Extend the news item on Marcus Camby's knee surgery and the Blazers' frontcourt injuries, starting after its last sentence.

START EXTRACTED TEXT

Life is a little better today for the Mavericks, not so much for the Blazers. Let’s start with Portland, which announced today that “center Marcus Camby underwent successful arthroscopic surgery to repair a partial medial meniscus tear in his left knee this morning.”

The procedure was performed in Vancouver, Wash., and leaves the Blazers without the league’s fifth-leading rebounder (11.3) for approximately three weeks. Throw that on top of Greg Oden being out for the year — again — and Joel Przybilla contemplating retirement, and the Blazers might as well put up a Help Wanted sign in the unpainted paint in the Rose Garden lane.

General manager Rich Cho tried to put a happy face on the Portland’s latest surgery.

“We’re pleased with the outcome of today’s surgery, and look forward to seeing Marcus back on the court soon,” he said. “In the meantime, we have confidence in our frontcourt players to step into the void left by Marcus and help us continue to win games.”

In 39 games (all starts) this season, Camby averaged 5.9 points, 11.3 rebounds, 2.3 assists and 1.87 blocks in 28.7 minutes. He’s the only player in the Western Conference averaging at least 11.0 rebounds and 1.50 blocks.

END EXTRACTED TEXT
START GIVEN INFORMATION

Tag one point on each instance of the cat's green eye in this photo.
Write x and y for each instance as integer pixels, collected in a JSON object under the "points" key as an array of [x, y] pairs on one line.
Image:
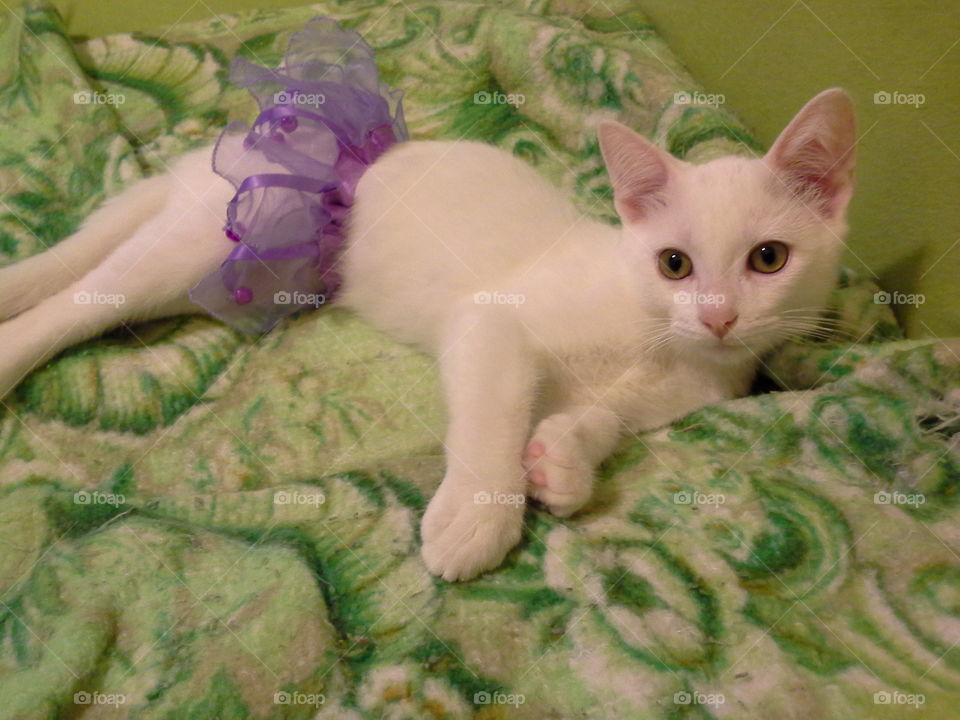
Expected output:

END GIVEN INFORMATION

### SOLVED PROBLEM:
The Blazers went with a three-forward look of LaMarcus Aldridge, Nicolas Batum and Dante Cunningham in the starting lineup in Wednesday’s win over Sacramento, with Przybilla being the first off the bench. Wonder if they’ll do the same in tonight’s TNT nightcap (10:30 p.m. ET) against the BlakeShow, aka the Los Angeles Clippers.

In the TNT opener, Dallas takes its much-needed one-game winning streak to run with the Bulls at 8 p.m. Chicago beat the Mavs on the road earlier this season, but Jason Terry and Co. are coming off Wednesday’s huge win over the Lakers.

“I’ve been here seven years and had never been through a stretch where we lost six games in a row,” Terry said. “I think the big thing was realizing and assessing the situation and then aggressively attacking from the beginning.”